----- ENTRIES SUPPLIED -----

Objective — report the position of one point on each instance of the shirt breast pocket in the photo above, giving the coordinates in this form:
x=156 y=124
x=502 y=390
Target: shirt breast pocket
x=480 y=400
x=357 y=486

-----

* [YOUR TASK]: For each record above, print an exact copy.

* [ANSWER SECTION]:
Objective — report the position of one point on each instance of the shirt breast pocket in the photo above, giving the coordinates in this form:
x=156 y=124
x=502 y=390
Target: shirt breast pocket
x=480 y=400
x=357 y=486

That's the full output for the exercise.